Prediction and overview of the RpoN-regulon in closely related species of the Rhizobiales
1 Centre of Microbial and Plant Genetics, Katholieke Universiteit Leuven, 3001 Heverlee, Belgium
2 ESAT-SCD, Katholieke Universiteit Leuven, 3001 Heverlee, Belgium
Genome Biology 2002, 3:research0076-research0076.11 doi:10.1186/gb-2002-3-12-research0076Published: 26 November 2002
In the rhizobia, a group of symbiotic Gram-negative soil bacteria, RpoN (σ54, σN, NtrA) is best known as the sigma factor enabling transcription of the nitrogen fixation genes. Recent reports, however, demonstrate the involvement of RpoN in other symbiotic functions, although no large-scale effort has yet been undertaken to unravel the RpoN-regulon in rhizobia. We screened two complete rhizobial genomes (Mesorhizobium loti, Sinorhizobium meliloti) and four symbiotic regions (Rhizobium etli, Rhizobium sp. NGR234, Bradyrhizobium japonicum, M. loti) for the presence of the highly conserved RpoN-binding sites. A comparison was also made with two closely related non-symbiotic members of the Rhizobiales (Agrobacterium tumefaciens, Brucella melitensis).
A highly specific weight-matrix-based screening method was applied to predict members of the RpoN-regulon, which were stored in a highly annotated and manually curated dataset. Possible enhancer-binding proteins (EBPs) controlling the expression of RpoN-dependent genes were predicted with a profile hidden Markov model.
The methodology used to predict RpoN-binding sites proved highly effective as nearly all known RpoN-controlled genes were identified. In addition, many new RpoN-dependent functions were found. The dependency of several of these diverse functions on RpoN seems species-specific. Around 30% of the identified genes are hypothetical. Rhizobia appear to have recruited RpoN for symbiotic processes, whereas the role of RpoN in A. tumefaciens and B. melitensis remains largely to be elucidated. All species screened possess at least one uncharacterized EBP as well as the usual ones. Lastly, RpoN could significantly broaden its working range by direct interfering with the binding of regulatory proteins to the promoter DNA.

■ **Entries supplied**

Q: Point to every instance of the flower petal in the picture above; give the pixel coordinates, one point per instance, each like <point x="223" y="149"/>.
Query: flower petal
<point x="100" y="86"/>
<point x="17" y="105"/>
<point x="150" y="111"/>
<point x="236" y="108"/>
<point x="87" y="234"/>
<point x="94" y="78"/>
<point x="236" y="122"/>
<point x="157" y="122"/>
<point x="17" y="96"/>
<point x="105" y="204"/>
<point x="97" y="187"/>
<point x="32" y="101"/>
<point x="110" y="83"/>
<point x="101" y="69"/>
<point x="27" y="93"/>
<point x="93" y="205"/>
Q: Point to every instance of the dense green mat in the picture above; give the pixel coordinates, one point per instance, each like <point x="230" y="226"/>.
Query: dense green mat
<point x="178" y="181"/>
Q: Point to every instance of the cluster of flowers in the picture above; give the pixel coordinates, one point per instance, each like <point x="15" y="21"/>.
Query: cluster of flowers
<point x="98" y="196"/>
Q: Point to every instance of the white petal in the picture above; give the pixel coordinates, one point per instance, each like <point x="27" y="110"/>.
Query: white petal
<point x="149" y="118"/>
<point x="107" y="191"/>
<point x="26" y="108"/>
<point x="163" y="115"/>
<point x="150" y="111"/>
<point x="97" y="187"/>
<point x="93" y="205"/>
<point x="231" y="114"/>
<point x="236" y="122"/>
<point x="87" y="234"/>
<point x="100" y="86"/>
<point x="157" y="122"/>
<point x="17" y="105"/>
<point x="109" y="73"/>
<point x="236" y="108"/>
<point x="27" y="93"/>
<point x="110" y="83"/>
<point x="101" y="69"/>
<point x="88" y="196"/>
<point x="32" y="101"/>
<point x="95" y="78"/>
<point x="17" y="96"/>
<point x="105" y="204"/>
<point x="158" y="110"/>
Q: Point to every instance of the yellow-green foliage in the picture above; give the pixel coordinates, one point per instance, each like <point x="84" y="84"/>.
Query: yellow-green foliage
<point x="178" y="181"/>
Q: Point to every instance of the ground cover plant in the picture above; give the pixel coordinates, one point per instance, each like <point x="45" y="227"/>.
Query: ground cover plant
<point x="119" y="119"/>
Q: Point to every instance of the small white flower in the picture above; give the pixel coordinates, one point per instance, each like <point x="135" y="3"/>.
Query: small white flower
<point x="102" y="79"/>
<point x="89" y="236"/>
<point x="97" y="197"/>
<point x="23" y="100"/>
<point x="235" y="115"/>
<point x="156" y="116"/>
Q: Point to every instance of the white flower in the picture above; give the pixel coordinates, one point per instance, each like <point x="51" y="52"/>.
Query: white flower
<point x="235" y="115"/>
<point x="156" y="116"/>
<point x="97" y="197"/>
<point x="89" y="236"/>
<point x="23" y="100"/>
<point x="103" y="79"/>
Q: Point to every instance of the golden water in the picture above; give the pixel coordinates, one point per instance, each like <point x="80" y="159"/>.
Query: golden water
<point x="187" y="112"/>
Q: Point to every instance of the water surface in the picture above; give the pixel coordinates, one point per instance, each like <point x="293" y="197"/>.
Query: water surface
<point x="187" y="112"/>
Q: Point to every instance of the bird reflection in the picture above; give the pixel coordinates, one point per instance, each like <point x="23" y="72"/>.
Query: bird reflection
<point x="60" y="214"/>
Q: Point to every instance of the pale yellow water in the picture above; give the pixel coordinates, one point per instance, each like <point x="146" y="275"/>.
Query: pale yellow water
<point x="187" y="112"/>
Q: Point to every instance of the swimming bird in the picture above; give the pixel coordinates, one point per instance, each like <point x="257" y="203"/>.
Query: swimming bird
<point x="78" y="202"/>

■ **Exercise**
In the RpoN-regulon abstract, about what share of the identified genes are hypothetical?

■ **Solution to this task**
Around 30% of the identified genes are hypothetical.